---------- Provided records
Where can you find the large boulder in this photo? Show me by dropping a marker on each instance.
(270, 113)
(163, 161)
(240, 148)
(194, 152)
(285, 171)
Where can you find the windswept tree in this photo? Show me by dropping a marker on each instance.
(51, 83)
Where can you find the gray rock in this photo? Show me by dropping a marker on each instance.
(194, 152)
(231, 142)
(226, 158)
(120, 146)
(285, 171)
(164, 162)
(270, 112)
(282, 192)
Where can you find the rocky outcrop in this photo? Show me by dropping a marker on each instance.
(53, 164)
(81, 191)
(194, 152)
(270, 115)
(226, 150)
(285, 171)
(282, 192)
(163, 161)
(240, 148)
--------------------
Task: Retype all of the lines above without changing a single character.

Final answer:
Where can you find the large boulder in this photo? Show me by dropping a marker on each instance.
(270, 113)
(163, 161)
(240, 148)
(194, 152)
(285, 171)
Where can you find the windswept tree in this photo? Show me by dropping a marker on each instance.
(51, 83)
Where can you find the gray rock in this photo? Show me by dropping a marker on each instance.
(194, 152)
(231, 142)
(226, 158)
(120, 146)
(285, 171)
(164, 162)
(270, 112)
(282, 192)
Where can you find the rocky outcrop in this photo? Show me by dropping a marker on each instance.
(53, 164)
(81, 191)
(194, 152)
(270, 115)
(226, 150)
(285, 171)
(282, 192)
(163, 161)
(240, 148)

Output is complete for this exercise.